>>>

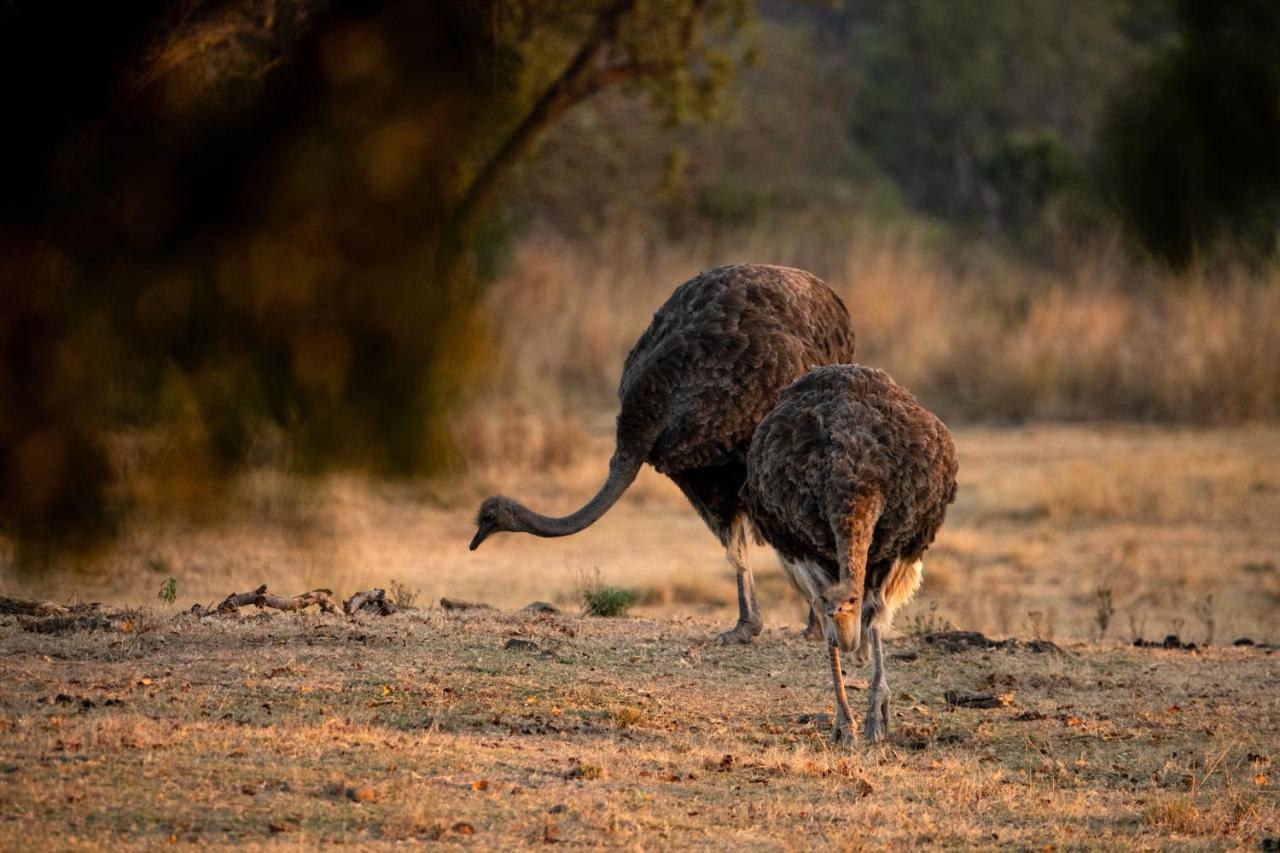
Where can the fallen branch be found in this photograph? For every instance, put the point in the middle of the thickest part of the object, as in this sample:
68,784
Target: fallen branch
30,607
374,600
458,603
236,601
321,598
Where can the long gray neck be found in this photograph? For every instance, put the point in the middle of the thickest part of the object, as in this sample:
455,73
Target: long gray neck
622,473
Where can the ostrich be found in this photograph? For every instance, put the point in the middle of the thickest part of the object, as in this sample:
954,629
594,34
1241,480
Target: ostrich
849,479
694,388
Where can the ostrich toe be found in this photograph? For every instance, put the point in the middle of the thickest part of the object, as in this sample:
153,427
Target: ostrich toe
741,633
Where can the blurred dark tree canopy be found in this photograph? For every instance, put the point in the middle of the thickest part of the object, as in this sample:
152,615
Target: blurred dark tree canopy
259,228
228,220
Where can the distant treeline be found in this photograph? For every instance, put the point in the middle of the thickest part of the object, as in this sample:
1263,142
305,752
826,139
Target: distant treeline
1036,123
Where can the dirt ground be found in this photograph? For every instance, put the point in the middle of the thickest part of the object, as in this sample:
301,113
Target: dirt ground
632,731
639,730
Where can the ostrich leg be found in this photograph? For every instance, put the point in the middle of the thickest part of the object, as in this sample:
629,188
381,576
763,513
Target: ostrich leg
877,705
813,630
842,731
749,623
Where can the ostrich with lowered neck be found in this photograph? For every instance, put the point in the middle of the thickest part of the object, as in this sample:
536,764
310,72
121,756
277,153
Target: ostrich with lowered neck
694,388
849,479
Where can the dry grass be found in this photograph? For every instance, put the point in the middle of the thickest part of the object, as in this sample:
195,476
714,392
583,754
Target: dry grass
305,729
1107,341
1164,519
636,731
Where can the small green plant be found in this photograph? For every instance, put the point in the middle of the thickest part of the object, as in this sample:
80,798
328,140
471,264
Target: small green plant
602,600
168,591
1105,610
608,601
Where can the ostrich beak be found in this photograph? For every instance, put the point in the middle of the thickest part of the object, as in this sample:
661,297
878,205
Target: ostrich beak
481,534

<<<

__TASK__
Pictures in the records above are left out; print everything else exactly as written.

__SOLUTION FOR THIS PROBLEM__
Where can the fallen branch be found in this photograph? For every instance, put the point in the middle of the thickest part of the object, as in this sample:
68,784
Target: fallen branch
30,607
374,600
458,603
236,601
321,598
Where can the long gray neck be found in this photograph? For every instance, put the point in the middle of the thickest part of the object, as in this sample:
455,73
Target: long gray neck
622,473
Where can the ostrich be found in this photograph? For every instance, put the point in the middle of the thickest part of the object, as in this sample:
954,629
594,34
1241,480
Target: ostrich
849,479
694,388
Where can the ostrich toe be found in this photograph? For every instance, put the point in the middle of the thickest part of the object, as in this sample:
153,427
Target: ostrich toe
741,633
Where can the blurred dark tree canopy be found in this photograph? For every instance, put the point in the middle of the thickest part of the object, as in this sample:
152,615
Target: blurred dark tree canopy
259,228
228,220
Where can the distant treeline be found in this photograph? For every instance, put the point in the middle of the thickest part of the object, as in this sample:
1263,142
305,752
826,139
Target: distant treeline
1036,123
Where can the dirt ground be found in this photograph? For every instance, put the point in the middle of the thickest part of the object, as in this sample:
301,113
Target: dirt ground
632,731
639,730
Where can the ostrich leg be found in this photograph? For every instance, put the point in the middle of the thickest part of the object, as in this sample:
629,188
381,576
763,513
Target: ostrich leg
877,705
813,630
842,731
749,623
Where can the ostrich with lowered neck be found in this photograph? For every instance, put the point in the middle of the thickest part of the object, as in this sample:
536,764
310,72
121,756
277,153
Target: ostrich with lowered neck
694,388
849,479
Where can the dry grass be found in this photograph? For every instance, put the point in the middle of the thickest part of the object, as in this sample:
195,476
714,392
583,754
Target: dry grass
305,729
1107,341
1164,519
636,731
Where can the small green plant be found in this photograph? For every instance, put the point in the middle of the thickest part of the object, as in this sample:
80,798
328,140
471,264
Target: small green plant
602,600
168,591
1105,610
608,601
Where can the ostrich beak be found in this photograph? For every instance, put the point in the middle of the thickest part of the object, as in this sample:
661,297
878,205
Target: ostrich beak
481,534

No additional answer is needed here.